> AIM OF THE EXERCISE: Repeat exactly the lines from the line containing "Shot-chart audit: point to every instance of the pink sports" through the last line of the records below, inclusive, and nothing else.

## BEGIN RECORDED INFORMATION

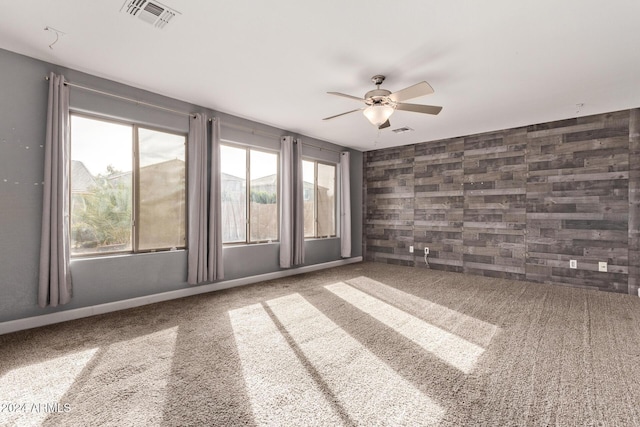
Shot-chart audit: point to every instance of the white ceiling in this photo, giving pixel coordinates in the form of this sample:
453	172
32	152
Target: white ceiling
493	64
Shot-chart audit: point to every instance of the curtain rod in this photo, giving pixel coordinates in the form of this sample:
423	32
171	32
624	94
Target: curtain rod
159	107
124	98
272	135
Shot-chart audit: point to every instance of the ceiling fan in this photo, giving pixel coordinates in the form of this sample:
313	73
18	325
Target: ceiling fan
381	103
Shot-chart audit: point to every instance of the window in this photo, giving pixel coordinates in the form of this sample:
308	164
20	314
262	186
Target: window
128	187
249	215
319	181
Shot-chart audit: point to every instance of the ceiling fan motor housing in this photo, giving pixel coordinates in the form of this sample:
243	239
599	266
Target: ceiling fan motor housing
377	96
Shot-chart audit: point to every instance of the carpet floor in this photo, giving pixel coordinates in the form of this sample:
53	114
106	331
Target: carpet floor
359	345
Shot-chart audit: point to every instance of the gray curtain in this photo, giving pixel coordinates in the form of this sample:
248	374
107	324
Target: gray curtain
205	263
291	203
345	206
54	285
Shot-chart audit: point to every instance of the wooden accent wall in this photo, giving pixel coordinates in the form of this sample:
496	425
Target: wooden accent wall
495	177
518	203
389	200
439	204
634	202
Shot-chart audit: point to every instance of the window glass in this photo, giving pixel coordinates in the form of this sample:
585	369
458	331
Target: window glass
101	186
326	209
162	187
319	181
234	194
308	183
264	196
120	203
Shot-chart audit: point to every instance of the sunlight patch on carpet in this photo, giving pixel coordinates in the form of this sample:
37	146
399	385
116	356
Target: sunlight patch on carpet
281	390
370	391
467	327
35	390
131	374
451	349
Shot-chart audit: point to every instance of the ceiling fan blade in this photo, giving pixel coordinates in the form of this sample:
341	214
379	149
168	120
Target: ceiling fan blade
417	108
342	114
384	125
418	89
344	95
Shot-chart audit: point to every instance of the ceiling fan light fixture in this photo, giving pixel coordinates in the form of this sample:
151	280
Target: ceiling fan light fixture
378	114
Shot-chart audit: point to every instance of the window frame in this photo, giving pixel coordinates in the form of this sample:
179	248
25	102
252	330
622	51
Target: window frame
135	183
247	149
315	198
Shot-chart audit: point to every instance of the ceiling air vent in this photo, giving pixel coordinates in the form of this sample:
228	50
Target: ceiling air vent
152	12
403	130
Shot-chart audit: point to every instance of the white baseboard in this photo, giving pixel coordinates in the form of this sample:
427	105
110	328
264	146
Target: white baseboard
77	313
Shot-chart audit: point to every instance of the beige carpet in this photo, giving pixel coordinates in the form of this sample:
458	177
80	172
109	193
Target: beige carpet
364	344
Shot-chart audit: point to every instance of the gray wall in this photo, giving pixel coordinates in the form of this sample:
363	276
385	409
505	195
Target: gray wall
111	278
516	203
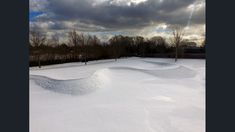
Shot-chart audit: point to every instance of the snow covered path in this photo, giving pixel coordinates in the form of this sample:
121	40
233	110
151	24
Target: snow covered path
129	95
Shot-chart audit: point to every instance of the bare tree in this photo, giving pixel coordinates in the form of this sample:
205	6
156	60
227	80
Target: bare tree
36	39
177	32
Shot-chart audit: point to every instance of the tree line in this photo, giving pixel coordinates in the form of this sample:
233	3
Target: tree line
84	47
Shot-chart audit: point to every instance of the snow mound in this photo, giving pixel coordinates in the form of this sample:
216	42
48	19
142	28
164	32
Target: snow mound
174	72
72	86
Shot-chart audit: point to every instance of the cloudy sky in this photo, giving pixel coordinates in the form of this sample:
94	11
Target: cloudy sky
105	18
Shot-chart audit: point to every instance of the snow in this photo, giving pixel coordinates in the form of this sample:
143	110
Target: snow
127	95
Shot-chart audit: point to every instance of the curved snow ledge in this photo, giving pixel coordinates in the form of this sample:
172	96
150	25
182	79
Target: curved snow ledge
73	86
176	72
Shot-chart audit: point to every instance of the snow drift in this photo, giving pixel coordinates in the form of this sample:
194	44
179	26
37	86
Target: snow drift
72	86
127	95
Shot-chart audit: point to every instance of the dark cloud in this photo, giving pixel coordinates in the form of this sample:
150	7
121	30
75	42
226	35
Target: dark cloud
116	16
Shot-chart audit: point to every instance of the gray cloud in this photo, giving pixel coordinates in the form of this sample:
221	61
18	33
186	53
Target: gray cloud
116	15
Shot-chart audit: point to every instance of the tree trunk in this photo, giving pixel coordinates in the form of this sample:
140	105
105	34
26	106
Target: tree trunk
176	53
39	62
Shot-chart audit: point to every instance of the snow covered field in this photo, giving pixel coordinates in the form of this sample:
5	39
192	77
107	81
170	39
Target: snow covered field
129	95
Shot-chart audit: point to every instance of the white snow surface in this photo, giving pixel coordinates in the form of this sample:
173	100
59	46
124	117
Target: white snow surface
127	95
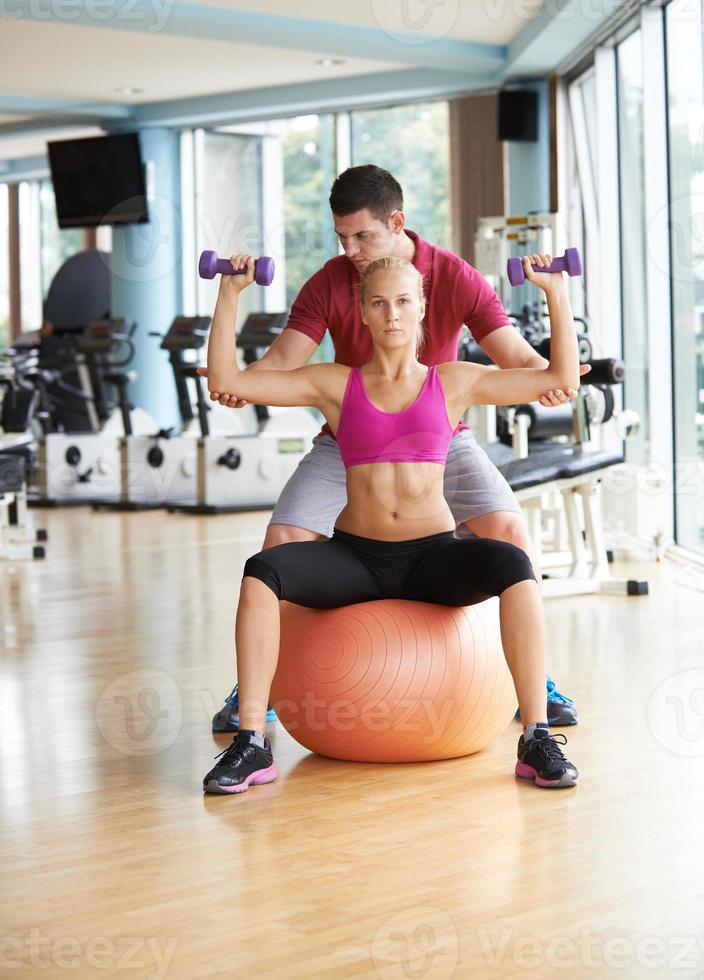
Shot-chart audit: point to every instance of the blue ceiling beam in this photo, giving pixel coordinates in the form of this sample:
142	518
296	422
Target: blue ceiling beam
193	20
29	104
27	168
549	38
383	88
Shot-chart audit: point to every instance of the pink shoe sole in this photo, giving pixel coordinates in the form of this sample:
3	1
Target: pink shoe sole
525	771
256	779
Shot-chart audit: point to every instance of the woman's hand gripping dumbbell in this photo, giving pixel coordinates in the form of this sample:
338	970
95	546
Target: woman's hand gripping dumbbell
210	265
244	270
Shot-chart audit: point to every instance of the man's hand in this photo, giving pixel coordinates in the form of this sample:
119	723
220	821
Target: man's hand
560	396
229	401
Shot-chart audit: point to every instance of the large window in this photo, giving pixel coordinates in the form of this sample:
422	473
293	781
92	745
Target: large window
633	239
412	142
228	206
686	166
310	166
56	245
4	267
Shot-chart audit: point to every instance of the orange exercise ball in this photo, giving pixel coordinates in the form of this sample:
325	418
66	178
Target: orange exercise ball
393	680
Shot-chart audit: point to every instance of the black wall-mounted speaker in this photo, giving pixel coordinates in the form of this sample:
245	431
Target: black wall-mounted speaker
518	116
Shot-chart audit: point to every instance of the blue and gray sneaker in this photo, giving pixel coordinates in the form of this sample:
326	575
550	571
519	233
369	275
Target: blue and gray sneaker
228	719
561	709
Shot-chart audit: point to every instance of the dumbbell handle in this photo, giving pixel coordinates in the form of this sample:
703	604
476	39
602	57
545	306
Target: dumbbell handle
210	266
570	263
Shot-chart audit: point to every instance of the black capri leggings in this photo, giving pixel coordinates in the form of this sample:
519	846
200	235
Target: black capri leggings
346	569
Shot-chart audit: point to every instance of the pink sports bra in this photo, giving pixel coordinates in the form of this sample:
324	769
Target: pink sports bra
420	433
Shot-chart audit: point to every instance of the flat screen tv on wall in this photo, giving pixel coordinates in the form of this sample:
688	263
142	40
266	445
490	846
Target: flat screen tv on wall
99	180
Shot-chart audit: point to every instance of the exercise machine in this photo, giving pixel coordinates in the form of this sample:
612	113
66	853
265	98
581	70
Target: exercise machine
88	467
241	470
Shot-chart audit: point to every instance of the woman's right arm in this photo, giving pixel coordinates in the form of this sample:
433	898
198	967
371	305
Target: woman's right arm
311	385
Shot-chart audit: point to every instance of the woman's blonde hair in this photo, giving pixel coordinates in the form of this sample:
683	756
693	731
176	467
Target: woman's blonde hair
392	262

## END RECORDED INFORMATION

> EXERCISE ANSWER:
Shot-chart audit: point to every instance of the pink sports bra in this photo, giving pixel coordinates in the form of this sample:
324	769
Target: pink sports bra
420	433
Shot-chart audit: point to every instance of the flat screen tv on wall in this photo, giving pixel coordinates in the form of this sample:
688	263
142	40
266	445
490	846
Target: flat screen tv on wall
99	180
Shot-chart audit: point to every instance of the exercise machine in this photo, giving pixel coordinates in the form of this sample:
612	113
66	853
265	98
581	70
Target: exercise machine
88	467
241	470
Shot-chart audit: point to every instance of the woman's right arm in this photo, giving pixel coordinates in the form of this sample:
433	898
198	967
371	305
Target: woman's right arm
311	385
Shot-chart audit: point to every instance of the woman's blonde hair in this photo, giving pixel coordinates in the form of this sample:
683	756
693	731
176	467
Target: woman's blonde hair
392	262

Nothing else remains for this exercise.